Locate every line in the items below that contains the word "statue", and copy each of those lines.

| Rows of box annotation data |
◇ ◇ ◇ ◇
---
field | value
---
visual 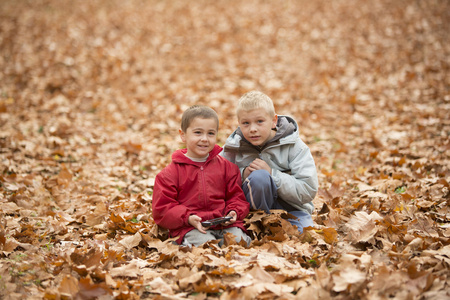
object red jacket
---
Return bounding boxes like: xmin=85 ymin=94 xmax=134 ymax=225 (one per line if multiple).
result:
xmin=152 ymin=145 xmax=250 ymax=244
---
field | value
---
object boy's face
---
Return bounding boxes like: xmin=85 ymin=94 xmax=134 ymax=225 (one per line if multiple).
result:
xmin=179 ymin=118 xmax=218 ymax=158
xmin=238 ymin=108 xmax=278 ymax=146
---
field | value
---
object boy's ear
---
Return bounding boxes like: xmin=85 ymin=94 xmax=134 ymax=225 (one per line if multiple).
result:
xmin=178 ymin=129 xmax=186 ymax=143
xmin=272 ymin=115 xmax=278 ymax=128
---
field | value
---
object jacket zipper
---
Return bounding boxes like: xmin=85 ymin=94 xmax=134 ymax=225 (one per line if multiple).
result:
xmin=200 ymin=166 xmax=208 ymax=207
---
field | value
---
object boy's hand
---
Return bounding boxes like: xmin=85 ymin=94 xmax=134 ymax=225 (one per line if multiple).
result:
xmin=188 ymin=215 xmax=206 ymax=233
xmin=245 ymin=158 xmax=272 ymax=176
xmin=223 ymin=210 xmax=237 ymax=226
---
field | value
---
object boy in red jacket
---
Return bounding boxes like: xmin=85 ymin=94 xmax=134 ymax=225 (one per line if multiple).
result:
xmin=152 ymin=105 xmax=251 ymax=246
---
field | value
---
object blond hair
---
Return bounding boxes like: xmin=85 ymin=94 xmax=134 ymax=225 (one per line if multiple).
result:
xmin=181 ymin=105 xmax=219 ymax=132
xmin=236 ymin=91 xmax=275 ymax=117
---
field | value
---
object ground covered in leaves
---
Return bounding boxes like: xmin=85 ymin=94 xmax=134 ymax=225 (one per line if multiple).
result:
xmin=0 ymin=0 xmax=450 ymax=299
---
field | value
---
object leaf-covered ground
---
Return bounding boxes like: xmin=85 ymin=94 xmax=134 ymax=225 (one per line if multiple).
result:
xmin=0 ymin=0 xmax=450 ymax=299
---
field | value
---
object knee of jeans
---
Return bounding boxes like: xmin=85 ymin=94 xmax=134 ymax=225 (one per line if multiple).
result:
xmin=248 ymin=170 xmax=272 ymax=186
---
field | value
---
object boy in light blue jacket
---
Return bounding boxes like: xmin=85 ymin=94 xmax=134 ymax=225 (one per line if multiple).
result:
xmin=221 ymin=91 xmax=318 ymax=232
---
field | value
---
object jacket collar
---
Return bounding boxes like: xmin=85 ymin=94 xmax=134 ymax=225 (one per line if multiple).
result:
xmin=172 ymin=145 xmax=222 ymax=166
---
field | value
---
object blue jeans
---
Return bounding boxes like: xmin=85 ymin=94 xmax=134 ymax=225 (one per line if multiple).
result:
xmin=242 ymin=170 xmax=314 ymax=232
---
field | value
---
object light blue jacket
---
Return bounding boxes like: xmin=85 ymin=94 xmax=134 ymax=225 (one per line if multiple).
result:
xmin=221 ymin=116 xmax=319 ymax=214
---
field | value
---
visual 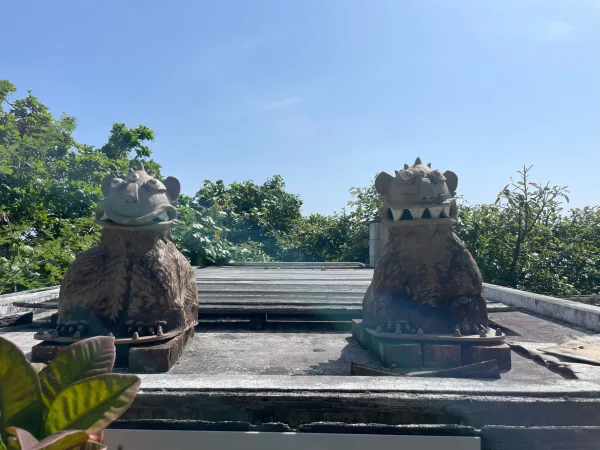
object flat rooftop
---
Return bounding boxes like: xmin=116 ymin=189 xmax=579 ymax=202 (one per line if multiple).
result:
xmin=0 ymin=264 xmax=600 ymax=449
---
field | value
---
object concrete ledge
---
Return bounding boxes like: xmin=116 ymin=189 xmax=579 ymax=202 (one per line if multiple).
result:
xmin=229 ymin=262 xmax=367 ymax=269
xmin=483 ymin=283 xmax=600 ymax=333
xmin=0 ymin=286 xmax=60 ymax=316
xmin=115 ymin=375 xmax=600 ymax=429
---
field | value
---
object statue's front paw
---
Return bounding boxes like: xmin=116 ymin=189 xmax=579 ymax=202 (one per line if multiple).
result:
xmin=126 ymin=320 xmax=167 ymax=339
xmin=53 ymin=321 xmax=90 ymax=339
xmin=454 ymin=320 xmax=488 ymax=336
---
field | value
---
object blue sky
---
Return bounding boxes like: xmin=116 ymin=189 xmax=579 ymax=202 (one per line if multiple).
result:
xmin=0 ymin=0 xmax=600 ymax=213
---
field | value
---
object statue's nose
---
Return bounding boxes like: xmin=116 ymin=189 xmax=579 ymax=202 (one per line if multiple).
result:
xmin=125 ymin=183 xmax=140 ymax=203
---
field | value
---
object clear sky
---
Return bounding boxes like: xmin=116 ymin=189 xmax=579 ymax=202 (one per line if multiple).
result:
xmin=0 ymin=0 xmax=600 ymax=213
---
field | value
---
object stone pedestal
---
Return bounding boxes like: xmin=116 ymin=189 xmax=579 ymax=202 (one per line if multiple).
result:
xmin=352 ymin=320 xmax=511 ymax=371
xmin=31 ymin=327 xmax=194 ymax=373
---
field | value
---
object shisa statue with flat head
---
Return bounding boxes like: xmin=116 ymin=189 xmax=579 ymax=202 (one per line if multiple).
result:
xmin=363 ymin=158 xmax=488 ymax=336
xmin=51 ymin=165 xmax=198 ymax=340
◇ ◇ ◇ ◇
| Exercise output |
object statue's front paw
object statue's nose
object shisa statue with flat head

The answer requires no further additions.